▶ _SELECTED PASSAGE_
While drilling wells it is possible for the drillstring to act as a torsional pendulum (also referred to as `stick-slip` motion). This will result in frequency modulation (FM) of any excitation source (e.g., the bit), the degree of modulation being dependent upon the location of the source in the string. FIG. 1 is a graphical depiction showing frequency modulation of the torsional signal from a vibratory source in a drillstring. Sources at the bit will experience a high degree of modulation; sources at the surface should not experience modulation.

▶ _TASKS TO CARRY OUT_
1. Summarize the passage on drillstring stick-slip motion in two sentences.
2. Write the next part of the passage on drillstring stick-slip motion, starting after its final sentence.
The data that follows comes from a separate source.

▶ _DATA LINES_
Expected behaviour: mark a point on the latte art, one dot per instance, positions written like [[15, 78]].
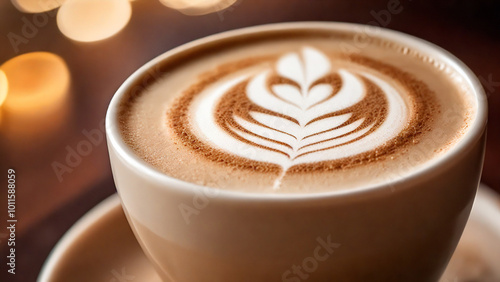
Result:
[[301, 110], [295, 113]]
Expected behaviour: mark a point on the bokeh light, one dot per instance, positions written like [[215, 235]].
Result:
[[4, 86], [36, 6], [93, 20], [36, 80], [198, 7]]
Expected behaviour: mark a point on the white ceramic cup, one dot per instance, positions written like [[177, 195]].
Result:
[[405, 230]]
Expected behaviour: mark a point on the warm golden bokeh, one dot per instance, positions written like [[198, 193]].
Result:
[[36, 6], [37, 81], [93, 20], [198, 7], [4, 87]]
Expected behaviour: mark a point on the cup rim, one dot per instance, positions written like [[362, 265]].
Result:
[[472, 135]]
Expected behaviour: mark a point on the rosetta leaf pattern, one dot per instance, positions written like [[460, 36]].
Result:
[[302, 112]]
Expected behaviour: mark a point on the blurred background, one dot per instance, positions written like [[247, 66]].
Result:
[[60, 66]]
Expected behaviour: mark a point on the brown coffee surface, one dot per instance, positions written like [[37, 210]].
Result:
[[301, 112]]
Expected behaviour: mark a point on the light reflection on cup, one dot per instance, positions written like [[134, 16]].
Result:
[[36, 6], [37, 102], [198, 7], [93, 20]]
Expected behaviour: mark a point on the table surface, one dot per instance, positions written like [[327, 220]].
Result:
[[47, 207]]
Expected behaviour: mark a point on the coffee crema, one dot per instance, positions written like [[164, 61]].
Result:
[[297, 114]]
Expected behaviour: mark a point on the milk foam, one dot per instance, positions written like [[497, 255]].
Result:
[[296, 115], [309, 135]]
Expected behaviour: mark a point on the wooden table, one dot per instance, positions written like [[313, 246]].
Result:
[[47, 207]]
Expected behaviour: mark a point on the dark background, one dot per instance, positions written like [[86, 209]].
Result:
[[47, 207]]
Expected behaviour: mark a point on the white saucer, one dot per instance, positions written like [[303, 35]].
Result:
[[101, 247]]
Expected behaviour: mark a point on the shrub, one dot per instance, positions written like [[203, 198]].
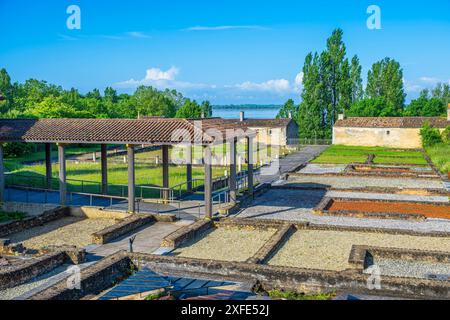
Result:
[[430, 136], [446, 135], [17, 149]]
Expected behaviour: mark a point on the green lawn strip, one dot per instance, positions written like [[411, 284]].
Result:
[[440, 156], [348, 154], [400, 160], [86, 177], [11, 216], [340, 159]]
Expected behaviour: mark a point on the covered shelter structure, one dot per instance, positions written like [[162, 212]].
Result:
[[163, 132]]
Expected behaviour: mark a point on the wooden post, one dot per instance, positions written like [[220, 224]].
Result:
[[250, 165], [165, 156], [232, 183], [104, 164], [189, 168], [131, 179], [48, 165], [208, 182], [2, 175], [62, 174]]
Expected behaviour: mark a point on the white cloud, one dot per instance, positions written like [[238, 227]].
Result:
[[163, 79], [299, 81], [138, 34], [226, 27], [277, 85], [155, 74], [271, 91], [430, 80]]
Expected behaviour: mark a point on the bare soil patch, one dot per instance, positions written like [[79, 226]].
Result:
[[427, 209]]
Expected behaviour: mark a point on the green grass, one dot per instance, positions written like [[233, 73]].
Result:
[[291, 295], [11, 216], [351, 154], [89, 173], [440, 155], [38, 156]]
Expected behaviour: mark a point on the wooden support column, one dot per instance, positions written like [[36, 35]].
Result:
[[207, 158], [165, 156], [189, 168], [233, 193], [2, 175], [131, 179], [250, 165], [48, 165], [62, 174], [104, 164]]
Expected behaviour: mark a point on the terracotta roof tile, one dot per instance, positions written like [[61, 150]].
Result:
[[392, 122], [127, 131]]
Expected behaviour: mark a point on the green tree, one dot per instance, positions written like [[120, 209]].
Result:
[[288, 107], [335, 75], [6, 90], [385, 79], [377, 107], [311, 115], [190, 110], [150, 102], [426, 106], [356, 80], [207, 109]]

▶ _EXERCISE RESULTS_
1. When a drillstring acts as a torsional pendulum, known as stick-slip motion, any excitation source such as the bit undergoes frequency modulation. The degree of modulation depends on where the source sits in the string: sources at the bit are strongly modulated, while sources at the surface should not be modulated.

2.
Frequency Modulation is apparent in the time domain as a series of periodic `beats`. However, beats can also be generated by closely spaced excitation sources or by amplitude modulation. Thus, under certain circumstances, such periodic `beats` in the time domain caused by torsional oscillations (e.g., stick-slip phenomenon) do not provide a recognizable signature in the time domain. In contrast, in the frequency domain, FM is readily distinguishable since it will generate several sidebands around the modulated frequency. FIG. 2 is a graphical depiction showing, in the frequency domain, sidebands being present around the detected excitation frequency. The spacing between the sidebands is governed by the modulating frequency (the frequency of oscillation of the torsional series of periodic pendulum--the periodicity of the `stick-slip` motion). The number of sidebands depends on the ratio of the max angular frequency due to the oscillatory motion and the frequency of these oscillations (termed the modulation index). Since the oscillation frequency is a constant for a given drillstring length, drillstring configuration and wellbore, the number of sidebands is directly proportional to the maximum angular frequency. This is a maximum at the bit (the `working end`) of the pendulum, and a minimum (or zero) at the surface.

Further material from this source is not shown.